◆ AIM
Could you write out every line of the data below word for word, without changing anything?

Entries from a pointing dataset
• • • • • • •
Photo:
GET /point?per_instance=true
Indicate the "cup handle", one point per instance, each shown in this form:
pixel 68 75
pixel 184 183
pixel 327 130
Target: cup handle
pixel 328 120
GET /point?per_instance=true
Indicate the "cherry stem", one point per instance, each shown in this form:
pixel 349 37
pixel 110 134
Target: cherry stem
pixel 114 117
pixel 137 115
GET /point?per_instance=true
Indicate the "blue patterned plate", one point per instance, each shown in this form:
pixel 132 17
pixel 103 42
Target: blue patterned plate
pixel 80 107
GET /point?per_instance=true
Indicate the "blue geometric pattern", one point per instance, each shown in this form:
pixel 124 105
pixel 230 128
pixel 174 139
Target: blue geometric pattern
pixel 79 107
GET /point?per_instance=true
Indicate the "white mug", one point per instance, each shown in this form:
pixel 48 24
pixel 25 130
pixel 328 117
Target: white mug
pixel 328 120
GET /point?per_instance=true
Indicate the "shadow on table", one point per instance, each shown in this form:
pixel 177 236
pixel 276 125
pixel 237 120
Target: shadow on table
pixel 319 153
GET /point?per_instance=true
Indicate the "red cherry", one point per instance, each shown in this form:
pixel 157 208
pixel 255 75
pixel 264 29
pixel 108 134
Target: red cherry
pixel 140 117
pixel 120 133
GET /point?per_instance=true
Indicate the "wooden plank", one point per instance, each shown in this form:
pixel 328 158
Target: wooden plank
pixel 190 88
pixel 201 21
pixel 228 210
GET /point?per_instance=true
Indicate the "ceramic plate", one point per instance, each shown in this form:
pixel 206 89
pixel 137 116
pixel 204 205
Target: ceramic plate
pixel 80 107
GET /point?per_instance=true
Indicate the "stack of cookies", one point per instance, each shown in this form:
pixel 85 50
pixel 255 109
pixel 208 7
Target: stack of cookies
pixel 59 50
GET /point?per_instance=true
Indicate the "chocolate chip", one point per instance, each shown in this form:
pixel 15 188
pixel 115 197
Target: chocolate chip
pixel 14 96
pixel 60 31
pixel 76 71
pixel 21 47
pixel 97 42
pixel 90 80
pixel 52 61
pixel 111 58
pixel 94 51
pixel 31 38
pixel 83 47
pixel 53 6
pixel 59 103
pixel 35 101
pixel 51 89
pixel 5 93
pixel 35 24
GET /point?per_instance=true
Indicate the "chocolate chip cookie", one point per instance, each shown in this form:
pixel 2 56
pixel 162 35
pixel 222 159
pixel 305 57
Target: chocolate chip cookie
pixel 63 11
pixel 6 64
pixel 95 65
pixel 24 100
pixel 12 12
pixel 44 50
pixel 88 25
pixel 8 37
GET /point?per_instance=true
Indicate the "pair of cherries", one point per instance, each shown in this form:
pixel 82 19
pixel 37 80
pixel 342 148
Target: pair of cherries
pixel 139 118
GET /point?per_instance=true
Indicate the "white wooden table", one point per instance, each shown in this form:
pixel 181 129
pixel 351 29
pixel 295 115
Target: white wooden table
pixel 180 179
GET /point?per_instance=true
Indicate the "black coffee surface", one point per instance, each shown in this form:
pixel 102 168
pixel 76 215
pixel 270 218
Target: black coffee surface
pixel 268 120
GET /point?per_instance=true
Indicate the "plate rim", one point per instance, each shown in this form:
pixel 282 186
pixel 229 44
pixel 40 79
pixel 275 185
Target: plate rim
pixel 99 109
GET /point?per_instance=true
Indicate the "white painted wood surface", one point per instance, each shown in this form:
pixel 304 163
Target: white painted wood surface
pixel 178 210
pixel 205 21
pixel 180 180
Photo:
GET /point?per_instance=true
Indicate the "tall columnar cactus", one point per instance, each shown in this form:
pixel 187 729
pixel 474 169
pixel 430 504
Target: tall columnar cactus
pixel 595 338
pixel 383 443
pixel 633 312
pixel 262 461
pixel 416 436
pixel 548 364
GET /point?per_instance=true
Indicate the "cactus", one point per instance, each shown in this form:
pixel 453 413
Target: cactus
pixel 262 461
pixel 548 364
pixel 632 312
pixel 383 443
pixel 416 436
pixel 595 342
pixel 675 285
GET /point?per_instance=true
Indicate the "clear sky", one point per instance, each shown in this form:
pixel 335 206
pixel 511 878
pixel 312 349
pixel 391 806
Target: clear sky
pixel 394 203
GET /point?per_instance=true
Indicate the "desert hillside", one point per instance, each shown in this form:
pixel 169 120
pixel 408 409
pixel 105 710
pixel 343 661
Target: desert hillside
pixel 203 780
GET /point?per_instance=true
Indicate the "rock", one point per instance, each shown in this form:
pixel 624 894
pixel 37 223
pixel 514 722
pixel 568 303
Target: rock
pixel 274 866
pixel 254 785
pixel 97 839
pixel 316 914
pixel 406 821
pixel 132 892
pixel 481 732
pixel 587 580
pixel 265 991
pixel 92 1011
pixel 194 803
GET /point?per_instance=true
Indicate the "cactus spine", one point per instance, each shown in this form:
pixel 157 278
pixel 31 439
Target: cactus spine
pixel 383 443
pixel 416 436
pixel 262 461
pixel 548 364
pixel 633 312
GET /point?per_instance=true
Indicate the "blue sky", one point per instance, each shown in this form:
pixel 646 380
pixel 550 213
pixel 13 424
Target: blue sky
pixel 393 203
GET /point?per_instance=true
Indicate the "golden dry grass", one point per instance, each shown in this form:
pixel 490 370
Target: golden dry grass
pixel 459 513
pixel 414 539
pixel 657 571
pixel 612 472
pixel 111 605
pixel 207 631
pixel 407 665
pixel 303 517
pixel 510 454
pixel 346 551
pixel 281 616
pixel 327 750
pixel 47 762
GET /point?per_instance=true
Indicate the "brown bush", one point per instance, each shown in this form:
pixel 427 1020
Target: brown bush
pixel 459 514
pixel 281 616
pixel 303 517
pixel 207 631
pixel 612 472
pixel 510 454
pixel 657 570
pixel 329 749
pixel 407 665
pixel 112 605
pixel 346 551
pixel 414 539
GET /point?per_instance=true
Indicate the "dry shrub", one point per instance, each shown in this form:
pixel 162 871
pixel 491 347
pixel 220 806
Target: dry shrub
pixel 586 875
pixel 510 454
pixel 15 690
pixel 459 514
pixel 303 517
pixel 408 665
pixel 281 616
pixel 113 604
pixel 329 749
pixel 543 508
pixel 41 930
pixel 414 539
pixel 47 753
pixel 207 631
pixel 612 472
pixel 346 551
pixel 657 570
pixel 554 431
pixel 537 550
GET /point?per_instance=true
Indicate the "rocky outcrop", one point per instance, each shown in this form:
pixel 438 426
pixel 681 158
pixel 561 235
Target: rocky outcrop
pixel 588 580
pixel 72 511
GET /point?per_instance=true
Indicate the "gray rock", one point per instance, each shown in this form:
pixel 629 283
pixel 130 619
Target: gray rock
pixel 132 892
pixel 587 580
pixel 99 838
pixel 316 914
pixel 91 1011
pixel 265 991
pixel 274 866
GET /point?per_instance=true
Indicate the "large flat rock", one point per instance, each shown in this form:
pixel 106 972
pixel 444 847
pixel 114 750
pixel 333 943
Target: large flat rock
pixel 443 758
• • • • • • •
◆ FULL OUTPUT
Photo:
GET /point?per_instance=true
Indicate the "cup handle", one point per instance, each shown in this form:
pixel 68 75
pixel 184 183
pixel 327 130
Target: cup handle
pixel 328 120
GET /point?per_instance=true
Indicate the "cherry stem", one point per instance, each shown in this form:
pixel 349 37
pixel 110 134
Target: cherry stem
pixel 114 117
pixel 137 115
GET /point?per_instance=true
Indicate the "blue patterned plate", one point per instance, each shown in this form:
pixel 132 17
pixel 103 42
Target: blue patterned plate
pixel 80 107
GET /point?per_instance=true
Indicate the "blue geometric pattern", one point per instance, each shown in this form:
pixel 124 105
pixel 230 128
pixel 174 139
Target: blue geometric pattern
pixel 79 107
GET /point?per_instance=true
Indicate the "white mug", one point per instance, each shown in this form:
pixel 48 24
pixel 25 130
pixel 328 117
Target: white mug
pixel 328 120
GET /point?per_instance=true
Indicate the "shadow on table", one point per instance, each shown in this form:
pixel 177 236
pixel 276 125
pixel 237 120
Target: shadow on table
pixel 319 153
GET /point?per_instance=true
Indicate the "red cherry", one point per instance, each shown in this form:
pixel 157 208
pixel 255 75
pixel 264 29
pixel 108 134
Target: red cherry
pixel 140 117
pixel 120 133
GET /point?per_instance=true
Indicate the "wooden plank", one point per instance, each shown in this form:
pixel 328 158
Target: wooden plank
pixel 190 88
pixel 201 21
pixel 228 210
GET /point?per_instance=true
Indicate the "ceramic plate", one point per instance, each shown in this form:
pixel 206 89
pixel 137 116
pixel 204 205
Target: ceramic plate
pixel 80 107
GET /point?per_instance=true
Indicate the "stack of cookies", one point per instance, each shown in this form:
pixel 85 50
pixel 255 109
pixel 208 7
Target: stack of cookies
pixel 59 50
GET /point?per_instance=true
Indicate the "chocolate chip", one point per instance, each shown in this form:
pixel 15 188
pixel 115 197
Target: chocolate chip
pixel 14 96
pixel 60 31
pixel 76 71
pixel 21 47
pixel 97 42
pixel 90 80
pixel 52 61
pixel 111 58
pixel 94 51
pixel 31 38
pixel 83 47
pixel 53 6
pixel 59 103
pixel 35 101
pixel 51 89
pixel 5 93
pixel 35 24
GET /point?per_instance=true
Indicate the "chocolate chip cookie", one point per instance, each shown in this form:
pixel 2 56
pixel 162 35
pixel 222 159
pixel 305 57
Target: chocolate chip cookie
pixel 63 11
pixel 6 64
pixel 95 65
pixel 24 100
pixel 12 12
pixel 44 50
pixel 88 25
pixel 8 37
GET /point?per_instance=true
Indicate the "pair of cherries", one point per instance, each shown in this form:
pixel 82 19
pixel 37 80
pixel 342 148
Target: pair of cherries
pixel 139 118
GET /point?per_instance=true
Indicate the "white wooden table", one point per instance, each shown in this form:
pixel 181 129
pixel 351 29
pixel 295 115
Target: white wooden table
pixel 180 179
GET /point?per_instance=true
Indicate the "black coffee surface", one point per instance, each shown in this form:
pixel 102 168
pixel 76 215
pixel 270 218
Target: black coffee surface
pixel 268 120
GET /point?per_instance=true
Indicate the "plate rim", one point per instance, each shown in this form:
pixel 282 186
pixel 229 44
pixel 40 79
pixel 275 185
Target: plate rim
pixel 99 109
GET /point?per_instance=true
Indicate the "white painted wood surface", one point per instance, each shown in this form:
pixel 304 163
Target: white painted wood surface
pixel 178 210
pixel 205 21
pixel 180 180
Photo:
GET /point?per_instance=true
Indicate the "tall columnar cactus", one point per instance, each shown in this form:
pixel 187 729
pixel 474 169
pixel 430 504
Target: tall columnar cactus
pixel 595 338
pixel 383 443
pixel 633 312
pixel 262 461
pixel 416 436
pixel 548 364
GET /point?per_instance=true
Indicate the "cactus", one point per instance, each shown in this form:
pixel 453 413
Target: cactus
pixel 262 461
pixel 548 364
pixel 632 312
pixel 383 443
pixel 416 436
pixel 595 342
pixel 675 285
GET /point?per_instance=true
Indicate the "clear sky", one point per instance, each shown in this form:
pixel 335 206
pixel 511 878
pixel 312 349
pixel 391 806
Target: clear sky
pixel 394 203
GET /point?per_instance=true
Indicate the "desert hillside", one point per instance, each shown in this form:
pixel 169 120
pixel 408 409
pixel 105 710
pixel 343 661
Target: desert hillside
pixel 203 780
GET /point?per_instance=true
Indicate the "rock", one point per instance, each shown in this form:
pixel 624 894
pixel 37 223
pixel 514 722
pixel 568 303
Target: rock
pixel 274 866
pixel 254 785
pixel 97 839
pixel 316 914
pixel 406 821
pixel 132 892
pixel 481 732
pixel 587 580
pixel 265 991
pixel 92 1011
pixel 194 803
GET /point?per_instance=true
Indicate the "cactus spine", one point per instance, each shown in this form:
pixel 157 278
pixel 31 439
Target: cactus spine
pixel 383 443
pixel 416 436
pixel 262 461
pixel 548 364
pixel 633 312
GET /point?per_instance=true
Indicate the "blue sky", one point per instance, each shown in this form:
pixel 646 380
pixel 550 213
pixel 13 424
Target: blue sky
pixel 393 203
GET /point?per_instance=true
Indicate the "golden dry grass", one point per instance, each shown in this form:
pixel 490 370
Target: golden dry grass
pixel 459 513
pixel 414 539
pixel 657 571
pixel 612 472
pixel 111 605
pixel 207 631
pixel 407 665
pixel 303 517
pixel 510 454
pixel 346 551
pixel 281 616
pixel 327 750
pixel 47 762
GET /point?per_instance=true
Indicate the "brown bush", one point per instance, each shown in this form:
pixel 427 1020
Target: brown bush
pixel 459 514
pixel 281 616
pixel 303 517
pixel 207 631
pixel 612 472
pixel 510 454
pixel 657 570
pixel 329 749
pixel 407 665
pixel 112 605
pixel 346 551
pixel 414 539
GET /point?per_instance=true
Indicate the "dry shrub", one point per instance, each shown in this form:
pixel 162 871
pixel 491 347
pixel 220 806
Target: dry shrub
pixel 586 875
pixel 510 454
pixel 15 690
pixel 459 514
pixel 303 517
pixel 408 665
pixel 281 616
pixel 113 604
pixel 329 749
pixel 543 508
pixel 41 930
pixel 414 539
pixel 47 753
pixel 207 631
pixel 612 472
pixel 346 551
pixel 657 570
pixel 554 431
pixel 537 550
GET /point?per_instance=true
Indicate the "rocky outcrop", one point per instance, each shown in this form:
pixel 438 426
pixel 681 158
pixel 561 235
Target: rocky outcrop
pixel 588 580
pixel 72 511
GET /point?per_instance=true
Indicate the "gray rock", one point per instance, each shown in this form:
pixel 629 283
pixel 130 619
Target: gray rock
pixel 132 892
pixel 587 580
pixel 99 838
pixel 316 914
pixel 91 1011
pixel 265 991
pixel 274 866
GET /point?per_instance=true
Indicate the "large flat rock", one point per instance, each shown in this form:
pixel 106 972
pixel 444 847
pixel 114 750
pixel 333 943
Target: large flat rock
pixel 443 758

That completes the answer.